**PROBLEM DETAILS:**
A word-for-word copy of the entries, with images excluded, is the expected answer.

### ENTRIES PROVIDED ###

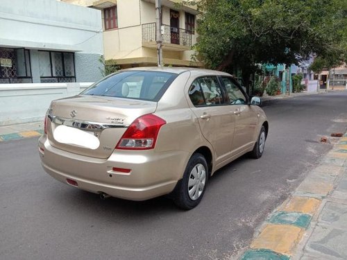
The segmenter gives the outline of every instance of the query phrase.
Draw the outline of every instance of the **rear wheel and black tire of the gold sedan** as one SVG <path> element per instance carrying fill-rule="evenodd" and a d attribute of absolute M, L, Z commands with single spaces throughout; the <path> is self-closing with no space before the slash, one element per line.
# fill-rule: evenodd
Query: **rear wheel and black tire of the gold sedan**
<path fill-rule="evenodd" d="M 190 157 L 182 180 L 174 190 L 174 202 L 181 209 L 193 209 L 203 198 L 208 182 L 208 164 L 205 157 L 195 153 Z"/>

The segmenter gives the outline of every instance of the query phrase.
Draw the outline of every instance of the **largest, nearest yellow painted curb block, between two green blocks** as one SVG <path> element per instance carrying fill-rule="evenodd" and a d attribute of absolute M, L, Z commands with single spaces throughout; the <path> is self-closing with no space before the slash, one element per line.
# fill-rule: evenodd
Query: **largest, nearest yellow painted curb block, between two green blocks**
<path fill-rule="evenodd" d="M 291 225 L 266 225 L 251 244 L 252 249 L 268 249 L 291 256 L 301 241 L 304 229 Z"/>

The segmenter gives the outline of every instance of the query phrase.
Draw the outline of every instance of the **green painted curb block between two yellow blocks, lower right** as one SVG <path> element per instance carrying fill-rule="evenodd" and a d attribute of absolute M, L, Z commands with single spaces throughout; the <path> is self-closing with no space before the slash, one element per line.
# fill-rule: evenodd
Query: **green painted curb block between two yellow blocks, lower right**
<path fill-rule="evenodd" d="M 310 215 L 303 213 L 278 211 L 271 216 L 269 223 L 307 228 L 310 225 L 311 218 Z"/>

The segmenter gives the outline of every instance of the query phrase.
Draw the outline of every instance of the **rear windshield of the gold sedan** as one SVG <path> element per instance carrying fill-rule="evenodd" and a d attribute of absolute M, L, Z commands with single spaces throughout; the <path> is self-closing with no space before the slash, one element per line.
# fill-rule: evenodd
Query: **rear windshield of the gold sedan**
<path fill-rule="evenodd" d="M 161 71 L 121 71 L 82 92 L 82 95 L 159 101 L 177 74 Z"/>

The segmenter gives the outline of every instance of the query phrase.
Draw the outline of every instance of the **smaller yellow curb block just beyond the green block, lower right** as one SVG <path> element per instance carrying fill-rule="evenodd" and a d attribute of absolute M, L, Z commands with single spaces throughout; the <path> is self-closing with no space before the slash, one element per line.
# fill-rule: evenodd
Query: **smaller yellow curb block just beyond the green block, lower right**
<path fill-rule="evenodd" d="M 304 214 L 314 215 L 316 210 L 321 205 L 321 200 L 316 198 L 292 197 L 282 211 L 301 212 Z"/>

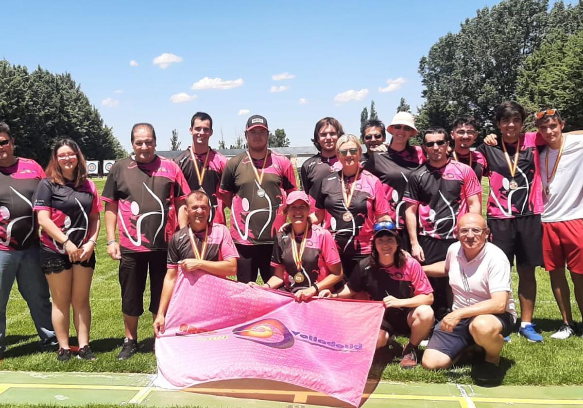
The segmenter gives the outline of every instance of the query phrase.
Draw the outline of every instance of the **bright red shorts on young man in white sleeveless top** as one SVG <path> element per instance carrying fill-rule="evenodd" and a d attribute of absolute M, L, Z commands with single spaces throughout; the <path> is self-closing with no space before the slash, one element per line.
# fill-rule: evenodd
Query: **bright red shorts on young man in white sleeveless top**
<path fill-rule="evenodd" d="M 543 259 L 546 270 L 567 268 L 583 274 L 583 220 L 543 224 Z"/>

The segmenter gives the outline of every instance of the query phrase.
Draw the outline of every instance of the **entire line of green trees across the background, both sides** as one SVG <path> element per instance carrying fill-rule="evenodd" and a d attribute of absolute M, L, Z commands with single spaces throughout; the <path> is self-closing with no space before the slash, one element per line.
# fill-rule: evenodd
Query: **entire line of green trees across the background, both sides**
<path fill-rule="evenodd" d="M 529 112 L 557 108 L 566 131 L 583 128 L 583 0 L 504 0 L 477 10 L 458 33 L 438 39 L 419 61 L 424 103 L 417 107 L 417 129 L 444 126 L 458 115 L 473 115 L 482 124 L 481 141 L 495 130 L 494 110 L 516 100 Z M 411 111 L 401 98 L 396 111 Z M 361 124 L 378 118 L 374 101 L 361 112 Z M 527 128 L 533 128 L 531 121 Z M 385 122 L 391 118 L 384 118 Z M 0 61 L 0 121 L 10 125 L 16 154 L 48 163 L 56 139 L 71 138 L 87 159 L 127 156 L 111 128 L 68 73 L 54 74 L 40 66 Z M 170 148 L 180 150 L 176 129 Z M 419 144 L 416 136 L 413 143 Z M 270 147 L 287 147 L 284 129 L 269 134 Z M 219 148 L 226 149 L 224 138 Z M 246 147 L 243 132 L 229 145 Z"/>

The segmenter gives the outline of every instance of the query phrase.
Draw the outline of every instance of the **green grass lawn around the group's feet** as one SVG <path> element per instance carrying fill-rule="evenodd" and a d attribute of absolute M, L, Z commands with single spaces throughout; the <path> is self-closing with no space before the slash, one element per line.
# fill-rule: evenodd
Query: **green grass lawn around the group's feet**
<path fill-rule="evenodd" d="M 487 183 L 487 182 L 486 182 Z M 103 189 L 104 180 L 96 181 L 99 191 Z M 484 189 L 484 199 L 487 185 Z M 121 349 L 124 337 L 124 324 L 121 314 L 120 285 L 117 279 L 118 262 L 107 255 L 105 228 L 102 225 L 97 246 L 97 268 L 93 277 L 91 305 L 93 325 L 91 346 L 97 354 L 97 361 L 87 362 L 72 359 L 59 363 L 54 353 L 37 352 L 37 335 L 30 319 L 29 310 L 22 296 L 12 290 L 7 312 L 8 351 L 0 364 L 3 370 L 22 371 L 107 371 L 107 372 L 156 372 L 156 358 L 152 351 L 152 320 L 148 314 L 142 316 L 139 325 L 141 353 L 127 361 L 118 361 L 117 353 Z M 542 330 L 545 342 L 529 343 L 512 333 L 512 342 L 505 344 L 502 355 L 507 359 L 508 371 L 505 385 L 556 385 L 583 384 L 583 339 L 571 337 L 567 340 L 550 339 L 550 335 L 561 323 L 559 309 L 549 287 L 547 273 L 539 269 L 536 273 L 538 298 L 535 309 L 535 322 Z M 515 270 L 512 272 L 514 297 L 518 305 L 518 287 Z M 573 288 L 571 288 L 572 290 Z M 147 292 L 147 291 L 146 291 Z M 145 304 L 149 301 L 146 294 Z M 581 321 L 577 304 L 572 300 L 571 307 L 575 320 Z M 147 308 L 147 306 L 146 306 Z M 75 333 L 71 326 L 71 333 Z M 405 342 L 405 339 L 399 339 Z M 72 340 L 75 344 L 75 340 Z M 422 368 L 403 371 L 398 364 L 389 364 L 375 360 L 371 375 L 381 376 L 389 381 L 420 382 L 459 382 L 471 384 L 469 365 L 461 365 L 452 370 L 429 372 Z"/>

###

**RESULT OF THE TASK:**
The segmenter gives the outline of every instance of the query phrase.
Draw the outline of every instance of the **rear wheel and black tire of the gold sedan** as one SVG <path> element per instance carrying fill-rule="evenodd" and a d attribute of absolute M, L, Z commands with single spaces throughout; the <path> is self-closing with no space before the slash, one element per line.
# fill-rule: evenodd
Query: **rear wheel and black tire of the gold sedan**
<path fill-rule="evenodd" d="M 190 157 L 182 180 L 174 190 L 174 202 L 181 209 L 193 209 L 203 198 L 208 182 L 208 164 L 205 157 L 195 153 Z"/>

The segmenter gives the outline of every instance of the query phrase.
Draw the outline of every instance of the **largest, nearest yellow painted curb block, between two green blocks** as one SVG <path> element per instance carrying fill-rule="evenodd" and a d attribute of absolute M, L, Z commands with single spaces throughout; the <path> is self-closing with no space before the slash, one element per line.
# fill-rule: evenodd
Query: **largest, nearest yellow painted curb block, between two green blocks**
<path fill-rule="evenodd" d="M 291 225 L 266 225 L 251 244 L 252 249 L 268 249 L 291 256 L 301 241 L 304 229 Z"/>

The segmenter gives the outline of every instance of the query phrase.
Draw the outline of every instance of the **green painted curb block between two yellow blocks, lower right** as one SVG <path> element per instance carrying fill-rule="evenodd" and a d attribute of absolute M, L, Z commands with single spaces throughout; the <path> is self-closing with no space before the slash, one element per line.
# fill-rule: evenodd
Query: **green painted curb block between two yellow blocks, lower right**
<path fill-rule="evenodd" d="M 310 215 L 303 213 L 278 211 L 271 216 L 269 223 L 307 228 L 310 225 L 311 218 Z"/>

The segmenter gives the outline of every instance of the query phrase.
Draw the outline of every instance of the **rear windshield of the gold sedan** as one SVG <path> element per instance carrying fill-rule="evenodd" and a d attribute of absolute M, L, Z commands with single spaces throughout; the <path> is self-closing with no space before the slash, one element per line.
# fill-rule: evenodd
Query: **rear windshield of the gold sedan**
<path fill-rule="evenodd" d="M 161 71 L 121 71 L 82 92 L 82 95 L 159 101 L 177 74 Z"/>

The segmenter gives the outline of every instance of the query phrase.
Draw the outline of every instance of the **smaller yellow curb block just beyond the green block, lower right** as one SVG <path> element per instance carrying fill-rule="evenodd" and a d attribute of absolute M, L, Z commands with single spaces throughout; the <path> is self-closing with no space before the slash, one element per line.
# fill-rule: evenodd
Query: **smaller yellow curb block just beyond the green block, lower right**
<path fill-rule="evenodd" d="M 304 214 L 314 215 L 316 210 L 321 205 L 321 200 L 316 198 L 292 197 L 282 211 L 301 212 Z"/>

The segmenter gives the outline of every instance of the query phrase.
Draw the outline of every instance of the **bright red shorts on young man in white sleeveless top** as one SVG <path> element per instance carrying fill-rule="evenodd" and a d attribute of absolute M, L, Z commands with single spaces throughout; the <path> is self-closing with no space before the slash, one element per line.
# fill-rule: evenodd
Query: **bright red shorts on young man in white sleeveless top**
<path fill-rule="evenodd" d="M 543 259 L 546 270 L 567 268 L 583 274 L 583 220 L 543 224 Z"/>

The segmenter gives the outline of every instance of the query phrase.
Draw the outline of every instance of the **entire line of green trees across the background, both sides** as one SVG <path> element per instance carrying fill-rule="evenodd" and a d attribute of absolute M, L, Z commands with single spaces throughout; the <path> is self-closing with no space before the slash, one element per line.
# fill-rule: evenodd
Query: **entire line of green trees across the background, both sides**
<path fill-rule="evenodd" d="M 529 112 L 557 108 L 566 131 L 583 128 L 583 0 L 504 0 L 477 10 L 458 33 L 438 39 L 419 61 L 424 103 L 417 107 L 417 129 L 444 126 L 458 115 L 473 115 L 482 124 L 481 141 L 495 130 L 494 110 L 516 100 Z M 411 111 L 401 98 L 396 111 Z M 361 124 L 378 118 L 374 101 L 361 112 Z M 527 128 L 533 128 L 531 121 Z M 385 122 L 391 118 L 384 118 Z M 0 61 L 0 121 L 10 125 L 16 154 L 48 163 L 56 139 L 71 138 L 87 159 L 127 156 L 111 128 L 68 73 L 54 74 L 40 66 Z M 170 148 L 180 150 L 176 129 Z M 419 144 L 416 136 L 413 143 Z M 270 147 L 287 147 L 284 129 L 269 134 Z M 219 148 L 226 149 L 224 138 Z M 246 147 L 243 132 L 229 145 Z"/>

The segmenter gives the outline of every instance of the query phrase.
Draw the outline of every instance of the **green grass lawn around the group's feet** as one SVG <path> element per instance carrying fill-rule="evenodd" and a d attribute of absolute M, L, Z commands with single spaces throughout; the <path> is self-closing with no space before the slash, one element per line.
# fill-rule: evenodd
Query: **green grass lawn around the group's feet**
<path fill-rule="evenodd" d="M 487 183 L 487 182 L 486 182 Z M 103 189 L 104 180 L 96 181 L 99 191 Z M 484 189 L 484 199 L 487 185 Z M 121 349 L 124 337 L 124 324 L 121 314 L 120 285 L 117 279 L 118 262 L 107 255 L 105 228 L 102 225 L 97 246 L 97 268 L 93 277 L 91 305 L 93 325 L 91 346 L 97 354 L 97 361 L 87 362 L 72 359 L 59 363 L 54 353 L 37 352 L 37 335 L 30 319 L 29 310 L 22 296 L 12 290 L 7 312 L 8 351 L 0 364 L 3 370 L 22 371 L 107 371 L 107 372 L 156 372 L 156 358 L 152 351 L 152 320 L 148 314 L 142 316 L 139 325 L 141 353 L 127 361 L 118 361 L 117 353 Z M 542 330 L 545 342 L 529 343 L 512 333 L 512 342 L 505 344 L 502 355 L 507 359 L 508 371 L 505 385 L 556 385 L 583 384 L 583 339 L 571 337 L 567 340 L 550 339 L 550 335 L 561 323 L 559 309 L 549 287 L 547 273 L 539 269 L 536 273 L 538 298 L 535 309 L 535 322 Z M 515 270 L 512 272 L 514 297 L 518 305 L 518 287 Z M 573 288 L 571 288 L 572 290 Z M 147 292 L 147 291 L 146 291 Z M 145 304 L 149 301 L 146 294 Z M 581 321 L 577 304 L 572 300 L 571 307 L 575 320 Z M 147 308 L 147 306 L 146 306 Z M 75 333 L 71 326 L 71 333 Z M 405 342 L 405 339 L 399 339 Z M 72 340 L 75 344 L 75 340 Z M 422 368 L 403 371 L 398 364 L 389 364 L 375 360 L 371 375 L 381 376 L 389 381 L 420 382 L 459 382 L 471 384 L 469 365 L 461 365 L 452 370 L 429 372 Z"/>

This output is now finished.